## WHAT YOU ARE ASKED TO DO
Reproduce the complete listing without any deviation.

## SOURCE MATERIAL
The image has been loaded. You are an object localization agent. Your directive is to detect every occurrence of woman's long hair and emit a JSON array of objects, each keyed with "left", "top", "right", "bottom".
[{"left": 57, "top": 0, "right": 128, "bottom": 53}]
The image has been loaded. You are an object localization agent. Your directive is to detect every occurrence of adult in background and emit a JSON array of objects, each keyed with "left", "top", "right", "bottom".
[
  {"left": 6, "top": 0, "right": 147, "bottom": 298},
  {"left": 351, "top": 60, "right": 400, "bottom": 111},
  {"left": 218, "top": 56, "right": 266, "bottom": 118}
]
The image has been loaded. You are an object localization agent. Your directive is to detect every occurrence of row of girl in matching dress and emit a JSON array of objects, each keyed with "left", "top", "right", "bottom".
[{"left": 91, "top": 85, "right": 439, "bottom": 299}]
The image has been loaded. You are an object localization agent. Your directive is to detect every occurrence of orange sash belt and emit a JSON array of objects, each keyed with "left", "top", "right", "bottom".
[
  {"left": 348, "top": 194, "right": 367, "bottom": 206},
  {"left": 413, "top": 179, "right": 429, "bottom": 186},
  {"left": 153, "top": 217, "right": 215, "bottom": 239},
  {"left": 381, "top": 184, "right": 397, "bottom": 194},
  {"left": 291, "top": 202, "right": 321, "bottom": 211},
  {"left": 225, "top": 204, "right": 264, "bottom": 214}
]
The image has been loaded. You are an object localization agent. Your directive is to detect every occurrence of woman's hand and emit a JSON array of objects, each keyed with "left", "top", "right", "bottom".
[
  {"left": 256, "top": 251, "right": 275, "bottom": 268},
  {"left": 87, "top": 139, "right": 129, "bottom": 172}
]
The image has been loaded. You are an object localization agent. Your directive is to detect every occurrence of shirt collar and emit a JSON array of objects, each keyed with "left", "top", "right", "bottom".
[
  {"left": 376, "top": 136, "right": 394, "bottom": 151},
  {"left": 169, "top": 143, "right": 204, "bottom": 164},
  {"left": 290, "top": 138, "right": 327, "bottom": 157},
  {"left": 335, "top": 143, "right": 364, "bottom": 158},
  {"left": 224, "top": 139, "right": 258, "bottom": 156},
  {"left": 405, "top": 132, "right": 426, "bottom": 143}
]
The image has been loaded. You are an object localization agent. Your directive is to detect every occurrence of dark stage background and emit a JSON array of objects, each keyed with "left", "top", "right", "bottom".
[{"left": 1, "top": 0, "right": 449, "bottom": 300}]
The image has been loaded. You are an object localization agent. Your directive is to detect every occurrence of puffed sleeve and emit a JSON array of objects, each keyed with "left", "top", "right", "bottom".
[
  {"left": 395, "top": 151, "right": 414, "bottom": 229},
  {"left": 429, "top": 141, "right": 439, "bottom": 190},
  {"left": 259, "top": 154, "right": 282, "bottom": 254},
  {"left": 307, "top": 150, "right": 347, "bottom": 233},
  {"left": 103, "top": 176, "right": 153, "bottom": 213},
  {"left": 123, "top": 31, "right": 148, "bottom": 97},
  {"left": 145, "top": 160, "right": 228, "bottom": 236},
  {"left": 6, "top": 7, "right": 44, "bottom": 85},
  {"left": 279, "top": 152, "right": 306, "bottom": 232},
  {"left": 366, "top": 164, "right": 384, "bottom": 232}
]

## RESPONSE AREA
The image has been loaded. You are an object localization agent. Your directive is to detect every occurrence of woman's long hair and emit a JSON array of objects, each keyed with "left", "top", "right", "bottom".
[{"left": 57, "top": 0, "right": 128, "bottom": 53}]
The image has been loaded. You are an object localization agent. Your directive is to detect every occurrence of adult in background and emit a JSON array of objects, each keyed with "left", "top", "right", "bottom".
[
  {"left": 6, "top": 0, "right": 147, "bottom": 298},
  {"left": 351, "top": 60, "right": 400, "bottom": 111},
  {"left": 218, "top": 56, "right": 266, "bottom": 118}
]
The image has been loaded. You are an object localization agent. Your directive is to detect every occurrence of row of girl in matching dress and emit a JSON array of objects, each keyed with "left", "top", "right", "bottom".
[{"left": 91, "top": 85, "right": 439, "bottom": 299}]
The image has been loaded. You are an object localization agent. Your directive is to detect every occurrence of orange sash belt and emit a JSON array of objects, each keyed with "left", "top", "right", "bottom".
[
  {"left": 348, "top": 194, "right": 367, "bottom": 206},
  {"left": 413, "top": 179, "right": 429, "bottom": 186},
  {"left": 153, "top": 217, "right": 215, "bottom": 239},
  {"left": 381, "top": 184, "right": 397, "bottom": 194},
  {"left": 291, "top": 202, "right": 321, "bottom": 211},
  {"left": 225, "top": 204, "right": 264, "bottom": 214}
]
The image has been loaded. You are an object localization agent. Your directive is to detect every occurrence of woman's hand and emit a JSON array of objects, each keyed with "left", "top", "right", "bottom".
[
  {"left": 256, "top": 251, "right": 275, "bottom": 268},
  {"left": 87, "top": 139, "right": 129, "bottom": 172}
]
The image has been loaded. You are an object localization agent. Your directive is to detect every occurrence of shirt collar and emit a JSON array of objects, each keyed with "left", "top", "right", "bottom".
[
  {"left": 376, "top": 136, "right": 394, "bottom": 151},
  {"left": 169, "top": 143, "right": 204, "bottom": 164},
  {"left": 290, "top": 138, "right": 327, "bottom": 157},
  {"left": 335, "top": 143, "right": 364, "bottom": 158},
  {"left": 224, "top": 139, "right": 258, "bottom": 156},
  {"left": 405, "top": 132, "right": 426, "bottom": 143}
]
The image has been loaded. You are an object localization agent. Your directive is to detect every occurrence of dark stage background and emit a JSON array of objects, each keyed with "left", "top", "right", "bottom".
[{"left": 1, "top": 0, "right": 449, "bottom": 300}]
The image has been loaded. You are an object localization agent. Your directive is to detect every occurrence of puffed sleeve and emit a JSON array of objects, each keyed with "left", "top", "right", "bottom".
[
  {"left": 395, "top": 151, "right": 414, "bottom": 229},
  {"left": 429, "top": 141, "right": 439, "bottom": 190},
  {"left": 259, "top": 154, "right": 282, "bottom": 254},
  {"left": 307, "top": 150, "right": 347, "bottom": 233},
  {"left": 103, "top": 176, "right": 153, "bottom": 213},
  {"left": 123, "top": 31, "right": 148, "bottom": 97},
  {"left": 145, "top": 160, "right": 228, "bottom": 236},
  {"left": 6, "top": 7, "right": 44, "bottom": 85},
  {"left": 279, "top": 152, "right": 306, "bottom": 232},
  {"left": 366, "top": 164, "right": 384, "bottom": 232}
]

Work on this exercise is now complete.